-- Data supplied follows --

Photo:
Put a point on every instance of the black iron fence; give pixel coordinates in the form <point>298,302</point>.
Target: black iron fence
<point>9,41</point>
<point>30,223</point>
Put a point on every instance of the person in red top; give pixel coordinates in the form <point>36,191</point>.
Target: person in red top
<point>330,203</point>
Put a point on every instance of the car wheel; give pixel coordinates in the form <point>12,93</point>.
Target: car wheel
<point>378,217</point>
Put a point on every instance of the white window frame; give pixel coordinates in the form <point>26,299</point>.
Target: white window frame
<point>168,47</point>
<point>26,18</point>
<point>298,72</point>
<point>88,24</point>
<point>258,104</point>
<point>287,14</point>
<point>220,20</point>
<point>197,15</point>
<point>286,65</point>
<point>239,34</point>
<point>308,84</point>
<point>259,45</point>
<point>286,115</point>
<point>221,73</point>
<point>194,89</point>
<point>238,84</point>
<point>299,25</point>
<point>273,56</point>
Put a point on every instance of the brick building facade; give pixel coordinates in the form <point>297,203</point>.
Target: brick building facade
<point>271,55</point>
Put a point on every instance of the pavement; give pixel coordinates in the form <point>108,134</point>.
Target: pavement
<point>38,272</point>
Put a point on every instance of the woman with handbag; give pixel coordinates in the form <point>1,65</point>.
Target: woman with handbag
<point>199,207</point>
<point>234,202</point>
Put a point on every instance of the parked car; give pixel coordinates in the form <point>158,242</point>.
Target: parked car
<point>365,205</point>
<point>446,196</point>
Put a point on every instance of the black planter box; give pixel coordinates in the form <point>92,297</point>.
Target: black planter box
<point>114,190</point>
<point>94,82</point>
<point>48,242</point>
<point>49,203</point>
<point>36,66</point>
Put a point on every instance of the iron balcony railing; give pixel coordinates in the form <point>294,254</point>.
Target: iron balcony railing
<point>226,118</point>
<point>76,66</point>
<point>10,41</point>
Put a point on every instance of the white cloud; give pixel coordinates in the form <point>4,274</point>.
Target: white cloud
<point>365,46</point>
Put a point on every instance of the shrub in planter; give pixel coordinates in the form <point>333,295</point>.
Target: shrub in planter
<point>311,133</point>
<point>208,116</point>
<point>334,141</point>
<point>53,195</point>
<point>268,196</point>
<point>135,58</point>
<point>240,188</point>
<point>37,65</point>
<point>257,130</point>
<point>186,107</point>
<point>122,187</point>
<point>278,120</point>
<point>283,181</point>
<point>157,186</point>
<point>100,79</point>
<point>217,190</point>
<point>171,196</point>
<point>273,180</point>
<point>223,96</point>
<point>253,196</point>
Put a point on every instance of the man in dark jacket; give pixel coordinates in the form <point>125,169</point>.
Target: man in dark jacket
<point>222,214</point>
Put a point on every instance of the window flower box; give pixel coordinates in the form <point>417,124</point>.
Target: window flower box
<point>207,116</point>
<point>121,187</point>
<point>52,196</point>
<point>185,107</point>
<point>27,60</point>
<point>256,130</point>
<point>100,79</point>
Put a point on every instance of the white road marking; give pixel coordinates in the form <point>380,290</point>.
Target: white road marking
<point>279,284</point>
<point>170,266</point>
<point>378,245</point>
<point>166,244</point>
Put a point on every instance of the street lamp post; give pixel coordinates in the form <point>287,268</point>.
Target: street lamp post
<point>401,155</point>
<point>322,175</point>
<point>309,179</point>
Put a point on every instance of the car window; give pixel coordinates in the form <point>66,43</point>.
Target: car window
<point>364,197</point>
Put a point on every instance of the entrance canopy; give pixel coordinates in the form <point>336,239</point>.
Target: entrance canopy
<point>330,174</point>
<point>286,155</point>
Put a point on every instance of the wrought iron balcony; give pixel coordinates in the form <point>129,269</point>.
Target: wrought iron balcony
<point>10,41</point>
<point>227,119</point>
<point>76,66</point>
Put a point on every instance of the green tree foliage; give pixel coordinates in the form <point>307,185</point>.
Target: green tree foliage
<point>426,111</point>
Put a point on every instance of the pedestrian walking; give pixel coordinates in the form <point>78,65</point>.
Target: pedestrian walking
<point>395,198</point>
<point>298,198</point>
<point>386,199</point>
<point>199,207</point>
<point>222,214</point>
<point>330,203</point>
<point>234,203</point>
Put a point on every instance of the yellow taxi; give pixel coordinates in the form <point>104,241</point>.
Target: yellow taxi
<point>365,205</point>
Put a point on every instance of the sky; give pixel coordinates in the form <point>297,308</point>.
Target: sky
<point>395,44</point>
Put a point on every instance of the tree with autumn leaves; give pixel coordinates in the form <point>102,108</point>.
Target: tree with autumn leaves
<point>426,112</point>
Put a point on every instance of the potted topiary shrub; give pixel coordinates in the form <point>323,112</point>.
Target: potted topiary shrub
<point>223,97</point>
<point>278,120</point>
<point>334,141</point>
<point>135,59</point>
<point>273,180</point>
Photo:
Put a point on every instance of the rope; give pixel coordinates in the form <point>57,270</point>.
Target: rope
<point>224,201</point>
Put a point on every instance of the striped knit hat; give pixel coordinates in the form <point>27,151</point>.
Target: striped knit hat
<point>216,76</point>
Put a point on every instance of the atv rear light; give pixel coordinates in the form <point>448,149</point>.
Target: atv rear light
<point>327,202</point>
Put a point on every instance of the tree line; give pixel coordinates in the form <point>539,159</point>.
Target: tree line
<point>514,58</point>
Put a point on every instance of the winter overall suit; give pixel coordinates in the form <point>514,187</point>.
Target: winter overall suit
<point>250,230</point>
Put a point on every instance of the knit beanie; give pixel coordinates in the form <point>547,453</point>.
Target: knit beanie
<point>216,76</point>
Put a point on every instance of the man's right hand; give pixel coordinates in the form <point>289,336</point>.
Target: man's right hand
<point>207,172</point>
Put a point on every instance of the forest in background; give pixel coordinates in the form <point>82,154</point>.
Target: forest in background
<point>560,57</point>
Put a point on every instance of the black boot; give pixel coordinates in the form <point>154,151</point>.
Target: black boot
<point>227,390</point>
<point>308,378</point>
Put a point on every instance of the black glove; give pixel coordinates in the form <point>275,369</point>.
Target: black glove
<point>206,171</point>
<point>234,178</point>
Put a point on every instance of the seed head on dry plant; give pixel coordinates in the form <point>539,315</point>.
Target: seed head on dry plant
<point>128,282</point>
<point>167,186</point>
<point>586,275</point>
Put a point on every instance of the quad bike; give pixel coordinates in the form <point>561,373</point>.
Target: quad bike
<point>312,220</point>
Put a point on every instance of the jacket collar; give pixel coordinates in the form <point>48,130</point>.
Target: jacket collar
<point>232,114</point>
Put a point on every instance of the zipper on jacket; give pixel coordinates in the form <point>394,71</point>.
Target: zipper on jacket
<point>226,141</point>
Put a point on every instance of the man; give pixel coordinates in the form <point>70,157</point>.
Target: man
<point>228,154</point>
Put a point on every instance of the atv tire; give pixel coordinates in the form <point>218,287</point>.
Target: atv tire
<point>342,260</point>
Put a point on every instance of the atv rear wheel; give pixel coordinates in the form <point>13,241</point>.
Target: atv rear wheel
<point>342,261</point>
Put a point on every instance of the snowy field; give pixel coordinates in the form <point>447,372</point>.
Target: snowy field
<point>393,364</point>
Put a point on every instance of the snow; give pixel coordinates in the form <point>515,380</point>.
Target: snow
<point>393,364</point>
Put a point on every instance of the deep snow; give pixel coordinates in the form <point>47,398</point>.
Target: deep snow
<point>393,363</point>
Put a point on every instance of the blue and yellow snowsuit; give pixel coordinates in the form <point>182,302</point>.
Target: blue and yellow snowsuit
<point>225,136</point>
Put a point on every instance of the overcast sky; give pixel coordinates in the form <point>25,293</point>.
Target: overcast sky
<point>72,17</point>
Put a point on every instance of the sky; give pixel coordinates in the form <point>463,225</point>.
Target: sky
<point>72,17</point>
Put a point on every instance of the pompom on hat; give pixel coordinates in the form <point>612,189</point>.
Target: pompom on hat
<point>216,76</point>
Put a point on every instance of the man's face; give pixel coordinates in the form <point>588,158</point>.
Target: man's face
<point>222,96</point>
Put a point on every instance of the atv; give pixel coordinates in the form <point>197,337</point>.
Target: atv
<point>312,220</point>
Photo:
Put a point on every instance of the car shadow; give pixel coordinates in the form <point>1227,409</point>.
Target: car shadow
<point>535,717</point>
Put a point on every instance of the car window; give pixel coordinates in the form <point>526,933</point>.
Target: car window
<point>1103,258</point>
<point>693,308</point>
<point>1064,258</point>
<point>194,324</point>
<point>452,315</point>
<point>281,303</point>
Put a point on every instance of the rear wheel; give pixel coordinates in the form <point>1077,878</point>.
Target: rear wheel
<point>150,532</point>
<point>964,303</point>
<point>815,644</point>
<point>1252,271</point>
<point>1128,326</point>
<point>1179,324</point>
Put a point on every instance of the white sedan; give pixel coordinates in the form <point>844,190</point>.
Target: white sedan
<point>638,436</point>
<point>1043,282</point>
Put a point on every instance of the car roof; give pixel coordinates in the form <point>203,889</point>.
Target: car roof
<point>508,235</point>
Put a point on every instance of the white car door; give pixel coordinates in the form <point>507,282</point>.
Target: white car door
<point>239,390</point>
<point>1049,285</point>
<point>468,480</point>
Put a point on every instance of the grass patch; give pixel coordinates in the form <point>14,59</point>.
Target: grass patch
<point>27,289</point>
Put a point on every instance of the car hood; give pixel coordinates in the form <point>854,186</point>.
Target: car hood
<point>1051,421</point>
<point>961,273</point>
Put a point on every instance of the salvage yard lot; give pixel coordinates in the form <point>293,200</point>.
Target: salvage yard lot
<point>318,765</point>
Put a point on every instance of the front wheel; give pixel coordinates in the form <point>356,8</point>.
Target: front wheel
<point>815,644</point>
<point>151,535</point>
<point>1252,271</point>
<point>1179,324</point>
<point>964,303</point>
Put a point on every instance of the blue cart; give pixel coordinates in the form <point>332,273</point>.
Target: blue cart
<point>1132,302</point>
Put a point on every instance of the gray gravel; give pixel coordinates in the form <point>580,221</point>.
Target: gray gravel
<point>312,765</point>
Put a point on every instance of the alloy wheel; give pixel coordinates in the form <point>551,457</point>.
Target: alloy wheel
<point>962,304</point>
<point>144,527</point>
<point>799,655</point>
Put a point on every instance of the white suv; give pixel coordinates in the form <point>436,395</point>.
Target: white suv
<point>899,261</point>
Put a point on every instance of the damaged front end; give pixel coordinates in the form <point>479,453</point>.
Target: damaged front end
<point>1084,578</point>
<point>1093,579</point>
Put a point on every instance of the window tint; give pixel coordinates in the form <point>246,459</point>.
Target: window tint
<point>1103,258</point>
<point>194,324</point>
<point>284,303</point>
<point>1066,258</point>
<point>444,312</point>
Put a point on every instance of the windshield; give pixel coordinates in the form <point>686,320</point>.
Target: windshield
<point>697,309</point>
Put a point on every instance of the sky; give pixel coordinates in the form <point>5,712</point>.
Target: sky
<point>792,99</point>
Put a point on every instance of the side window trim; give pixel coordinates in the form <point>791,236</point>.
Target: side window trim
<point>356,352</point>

-- Data supplied concluded --

What you need to do: For this task, write out exactly the lines of the entries above, starting at the line with "Put a point on every instance of the brick" and ending at the line with "Put a point on every instance of the black planter", both included, and no others.

Result for this task:
Put a point on every instance of the brick building facade; give pixel coordinates in the form <point>297,203</point>.
Target: brick building facade
<point>271,55</point>
Put a point on every instance of the pavement; give pixel coordinates in the form <point>108,134</point>.
Target: pavement
<point>38,272</point>
Put a point on every instance of the woman with handbag; give pixel coordinates in the form <point>1,65</point>.
Target: woman with handbag
<point>199,207</point>
<point>234,202</point>
Put a point on every instance of the parked car; give pixel coordinates in the form <point>158,242</point>.
Target: parked car
<point>365,205</point>
<point>446,196</point>
Put a point on every instance of the black planter box; give pixel coordinates in the form <point>92,297</point>.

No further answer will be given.